DIRECTIONS
Every line of the material has to be retyped exactly.

SUPPLIED DATA
# # #

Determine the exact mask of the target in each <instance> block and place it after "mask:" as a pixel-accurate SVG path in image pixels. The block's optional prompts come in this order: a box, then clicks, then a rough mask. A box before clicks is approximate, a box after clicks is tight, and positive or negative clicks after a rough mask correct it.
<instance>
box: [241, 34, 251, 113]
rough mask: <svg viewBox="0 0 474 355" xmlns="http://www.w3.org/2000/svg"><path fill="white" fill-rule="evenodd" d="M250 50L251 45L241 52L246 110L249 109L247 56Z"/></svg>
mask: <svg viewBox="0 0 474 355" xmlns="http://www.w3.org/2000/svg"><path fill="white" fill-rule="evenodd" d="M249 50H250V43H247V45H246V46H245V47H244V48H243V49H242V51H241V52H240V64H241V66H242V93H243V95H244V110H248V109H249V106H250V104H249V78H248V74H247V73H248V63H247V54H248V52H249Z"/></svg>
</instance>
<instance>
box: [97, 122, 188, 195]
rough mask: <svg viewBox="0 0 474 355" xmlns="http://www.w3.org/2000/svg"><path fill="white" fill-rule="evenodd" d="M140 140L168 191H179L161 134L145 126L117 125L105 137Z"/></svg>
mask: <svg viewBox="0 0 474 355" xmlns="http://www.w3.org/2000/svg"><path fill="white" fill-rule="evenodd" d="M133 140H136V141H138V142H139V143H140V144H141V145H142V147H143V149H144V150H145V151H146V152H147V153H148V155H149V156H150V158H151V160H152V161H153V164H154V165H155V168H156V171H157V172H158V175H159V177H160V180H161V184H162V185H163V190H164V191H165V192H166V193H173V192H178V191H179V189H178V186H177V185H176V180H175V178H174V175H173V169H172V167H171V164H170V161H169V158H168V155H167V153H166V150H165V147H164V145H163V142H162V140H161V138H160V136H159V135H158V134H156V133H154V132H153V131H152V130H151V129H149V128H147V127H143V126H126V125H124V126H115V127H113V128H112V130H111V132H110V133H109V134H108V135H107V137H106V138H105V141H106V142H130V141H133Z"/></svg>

# # #

EXERCISE SOLUTION
Determine the exact mask of the target in each <instance> block and place it after "mask:" as a pixel-accurate SVG path in image pixels. The block's optional prompts come in this order: a box, then clicks, then a rough mask. A box before clicks is approximate, a box after clicks is tight, and positive or negative clicks after a rough mask correct it.
<instance>
box: [241, 34, 251, 113]
rough mask: <svg viewBox="0 0 474 355" xmlns="http://www.w3.org/2000/svg"><path fill="white" fill-rule="evenodd" d="M250 50L251 45L241 52L246 110L249 109L247 56Z"/></svg>
mask: <svg viewBox="0 0 474 355" xmlns="http://www.w3.org/2000/svg"><path fill="white" fill-rule="evenodd" d="M249 50H250V43H247V45H246V46H245V47H244V48H243V49H242V51H241V52H240V64H241V66H242V93H243V95H244V110H248V109H249V106H250V104H249V78H248V74H247V73H248V63H247V54H248V52H249Z"/></svg>
</instance>
<instance>
box: [97, 122, 188, 195]
rough mask: <svg viewBox="0 0 474 355" xmlns="http://www.w3.org/2000/svg"><path fill="white" fill-rule="evenodd" d="M140 140L168 191H179L161 134L145 126L117 125L105 137Z"/></svg>
mask: <svg viewBox="0 0 474 355" xmlns="http://www.w3.org/2000/svg"><path fill="white" fill-rule="evenodd" d="M133 140H136V141H138V142H139V143H140V144H141V145H142V147H143V149H144V150H145V151H146V152H147V153H148V155H149V156H150V158H151V160H152V161H153V164H154V165H155V168H156V171H157V172H158V175H159V177H160V180H161V184H162V185H163V190H164V191H165V192H166V193H173V192H178V191H179V189H178V186H177V185H176V180H175V178H174V175H173V169H172V167H171V164H170V161H169V158H168V155H167V153H166V150H165V147H164V145H163V142H162V140H161V138H160V136H159V135H158V134H156V133H154V132H153V131H152V130H151V129H149V128H147V127H143V126H126V125H124V126H115V127H113V128H112V130H111V132H110V133H109V134H108V135H107V137H106V138H105V141H106V142H130V141H133Z"/></svg>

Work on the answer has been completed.